Текст>

_ _ _ _ _

В мае Дон Панчино приехал опять с еще одним письмом от Муссолини, семейными новостями и чемоданом вещей. «Я был бы очень рад, – писал Муссолини, – если бы ты мне написала. Обнимаю тебя, твой папа». Но Эдда оставалась непреклонна. Перед уходом Дона Панчино она отдала ему дневники Чиано с тем, чтобы он спрятал их в сейфе банка Crédit Suisse в Берне, и сказала, что их нужно напечатать в случае ее смерти.

Наконец, после длительных переговоров на федеральном уровне швейцарские власти смилостивились. В семи минутах езды по частной дороге за деревней Монте под Фрибуром располагалась психиатрическая клиника Малево. Заведовал ею доктор Репон, психиатр, написавший диссертацию о психозах военнопленных Первой мировой войны. Один из благодарных пациентов отзывался о нем как о человеке «широкой души, открытом и невероятно интересном». Репон проявил интерес к «делу этой беженки». Он предпочитал не держать пациентов у себя подолгу, и условия там были вполне приемлемые. Малево был окружен огромным парком площадью семь гектаров, без заборов и ограждений, и стоящие в нем отдельно друг от друга виллы напоминали скорее курорт, чем лечебное учреждение. Тяжелых больных там не было, да и по парку никто почти не проходил, кроме групп школьников. Оставив трех детей в их школах-пансионах и сопровождаемая полицейским инспектором и «достойной, порядочной женщиной», 21 июля Эдда прибыла в Малево.

Эдде выделили просторную квартиру с собственным входом. Доктор Репон заранее подобрал для нее говорящую по-французски 25-летнюю молодую женщину, роль которой состояла в том, чтобы быть для Эдды постоянным компаньоном и следить, чтобы «Мадам Пини не совершала необдуманных поступков». Три медсестры подписали соглашение о неразглашении. Правил и ограничений было не меньше: строгий контроль за телефонными разговорами и посещениями, никакой политической активности, прогулки только с разрешения. Доктор Репон встречался с Эддой по часу каждый день. «Пациентка не так подавлена, более оживлена, – писал он Бальзигеру, который попросил его раз в две недели присылать отчеты, – и начинает проявлять интерес к реальности», – хотя аппетит ее не улучшился, и спит она по-прежнему очень плохо. В его описании она предстала женщиной «среднего телосложения, с широкими плечами, пропорциональной фигурой, каштановыми волосами, четким голосом, очень худой, бледной и сильной». По его мнению, «сексуально фригидной» она не была, но страдала от «психического и физического истощения». «Я не безумна», – сказала ему Эдда. «Я знаю, я знаю», – ответил он.

К лету 1944 года стали распространяться слухи о дневниках Чиано и о том, что может в них содержаться. В день, когда союзники вошли в Рим, коммунистическая газета L’Unità написала, что «заинтересованные стороны» пытаются заблокировать их публикацию. Очевидно, в ответ на вопрос Муссолини Эдда написала, что намерена реабилитировать Чиано. «Не надейся, отец мой, что ты или твои друзья сумеете завладеть дневниками моего мужа». А после публикации в августе, с разрешения Эдды, некоторых фрагментов в римском журнале Risorgimento и перепечатки их испанской католической газетой, напряженный интерес к содержанию дневников только усилился как среди союзников, так и в государствах Оси.

_ _ _ _ _

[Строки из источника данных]

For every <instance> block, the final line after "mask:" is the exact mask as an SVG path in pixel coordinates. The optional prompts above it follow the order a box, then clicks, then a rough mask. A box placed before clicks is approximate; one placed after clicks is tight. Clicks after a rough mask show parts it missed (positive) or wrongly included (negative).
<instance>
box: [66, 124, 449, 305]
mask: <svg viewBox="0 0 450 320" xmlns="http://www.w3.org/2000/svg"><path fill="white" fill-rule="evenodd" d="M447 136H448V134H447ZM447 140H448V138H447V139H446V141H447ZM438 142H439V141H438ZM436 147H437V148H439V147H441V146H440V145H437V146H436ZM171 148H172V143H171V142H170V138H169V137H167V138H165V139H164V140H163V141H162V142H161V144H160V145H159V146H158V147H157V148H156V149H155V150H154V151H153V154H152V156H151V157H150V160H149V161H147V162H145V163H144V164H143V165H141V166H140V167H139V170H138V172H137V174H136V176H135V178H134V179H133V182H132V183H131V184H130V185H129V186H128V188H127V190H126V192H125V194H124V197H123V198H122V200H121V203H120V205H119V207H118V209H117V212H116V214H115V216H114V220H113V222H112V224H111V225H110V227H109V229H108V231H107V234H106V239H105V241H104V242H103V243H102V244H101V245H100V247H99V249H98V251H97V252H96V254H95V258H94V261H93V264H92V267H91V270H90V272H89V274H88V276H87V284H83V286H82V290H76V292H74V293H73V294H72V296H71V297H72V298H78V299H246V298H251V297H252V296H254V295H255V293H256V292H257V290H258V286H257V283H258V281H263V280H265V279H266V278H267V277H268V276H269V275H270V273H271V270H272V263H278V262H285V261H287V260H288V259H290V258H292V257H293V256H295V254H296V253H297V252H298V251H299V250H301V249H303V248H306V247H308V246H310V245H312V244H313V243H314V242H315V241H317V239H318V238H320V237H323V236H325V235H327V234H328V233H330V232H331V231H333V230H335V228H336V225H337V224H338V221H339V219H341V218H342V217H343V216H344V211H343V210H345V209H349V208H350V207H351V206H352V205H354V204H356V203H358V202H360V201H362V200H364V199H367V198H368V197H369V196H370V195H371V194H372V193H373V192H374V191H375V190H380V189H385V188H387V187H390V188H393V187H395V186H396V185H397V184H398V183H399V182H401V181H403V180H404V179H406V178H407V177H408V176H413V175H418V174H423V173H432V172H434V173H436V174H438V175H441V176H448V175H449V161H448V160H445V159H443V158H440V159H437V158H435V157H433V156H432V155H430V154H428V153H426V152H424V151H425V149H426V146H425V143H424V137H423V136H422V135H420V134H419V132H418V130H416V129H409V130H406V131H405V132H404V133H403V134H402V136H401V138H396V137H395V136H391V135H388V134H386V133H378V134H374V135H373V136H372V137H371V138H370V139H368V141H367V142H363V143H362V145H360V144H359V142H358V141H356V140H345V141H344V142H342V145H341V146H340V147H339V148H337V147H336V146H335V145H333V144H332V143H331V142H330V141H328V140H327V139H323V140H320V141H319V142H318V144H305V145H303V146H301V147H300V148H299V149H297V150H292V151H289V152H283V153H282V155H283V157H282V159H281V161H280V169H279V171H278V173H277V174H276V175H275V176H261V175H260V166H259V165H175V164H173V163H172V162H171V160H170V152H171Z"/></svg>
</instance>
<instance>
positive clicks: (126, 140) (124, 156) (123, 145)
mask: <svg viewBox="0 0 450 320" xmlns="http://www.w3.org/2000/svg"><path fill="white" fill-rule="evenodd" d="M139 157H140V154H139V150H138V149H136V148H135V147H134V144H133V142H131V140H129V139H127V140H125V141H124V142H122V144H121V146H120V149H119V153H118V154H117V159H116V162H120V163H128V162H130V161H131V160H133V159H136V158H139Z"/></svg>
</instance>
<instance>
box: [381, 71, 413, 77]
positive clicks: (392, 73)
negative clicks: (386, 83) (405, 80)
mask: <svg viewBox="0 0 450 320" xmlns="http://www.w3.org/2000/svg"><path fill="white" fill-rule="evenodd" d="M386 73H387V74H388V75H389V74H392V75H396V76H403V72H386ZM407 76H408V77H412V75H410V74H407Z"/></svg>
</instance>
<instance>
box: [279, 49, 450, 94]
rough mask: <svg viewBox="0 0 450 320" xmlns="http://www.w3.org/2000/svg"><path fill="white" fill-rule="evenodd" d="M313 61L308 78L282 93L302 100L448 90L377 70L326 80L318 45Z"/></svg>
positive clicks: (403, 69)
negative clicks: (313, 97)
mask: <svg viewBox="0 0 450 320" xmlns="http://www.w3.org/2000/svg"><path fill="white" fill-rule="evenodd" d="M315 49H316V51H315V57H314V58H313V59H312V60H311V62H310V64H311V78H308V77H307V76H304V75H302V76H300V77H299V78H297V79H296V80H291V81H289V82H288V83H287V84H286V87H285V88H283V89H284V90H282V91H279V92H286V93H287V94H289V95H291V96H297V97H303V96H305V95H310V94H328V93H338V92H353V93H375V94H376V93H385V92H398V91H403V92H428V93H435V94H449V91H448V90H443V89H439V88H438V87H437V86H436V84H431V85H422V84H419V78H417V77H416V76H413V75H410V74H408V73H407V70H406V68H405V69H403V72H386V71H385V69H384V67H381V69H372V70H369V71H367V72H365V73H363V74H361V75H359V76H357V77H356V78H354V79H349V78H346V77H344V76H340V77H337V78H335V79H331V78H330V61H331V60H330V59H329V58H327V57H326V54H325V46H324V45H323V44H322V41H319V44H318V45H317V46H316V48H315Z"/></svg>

_ _ _ _ _

Задачи>
a: Верните из текста об Эдде всё, начиная со слов «К лету 1944» и вплоть до слов «в государствах Оси.».
b: Переведите на английский предложение из текста об Эдде: «Три медсестры подписали соглашение о неразглашении.»

Ответы по номерам>
a:
К лету 1944 года стали распространяться слухи о дневниках Чиано и о том, что может в них содержаться. В день, когда союзники вошли в Рим, коммунистическая газета L’Unità написала, что «заинтересованные стороны» пытаются заблокировать их публикацию. Очевидно, в ответ на вопрос Муссолини Эдда написала, что намерена реабилитировать Чиано. «Не надейся, отец мой, что ты или твои друзья сумеете завладеть дневниками моего мужа». А после публикации в августе, с разрешения Эдды, некоторых фрагментов в римском журнале Risorgimento и перепечатки их испанской католической газетой, напряженный интерес к содержанию дневников только усилился как среди союзников, так и в государствах Оси.

b: Three nurses signed a nondisclosure agreement.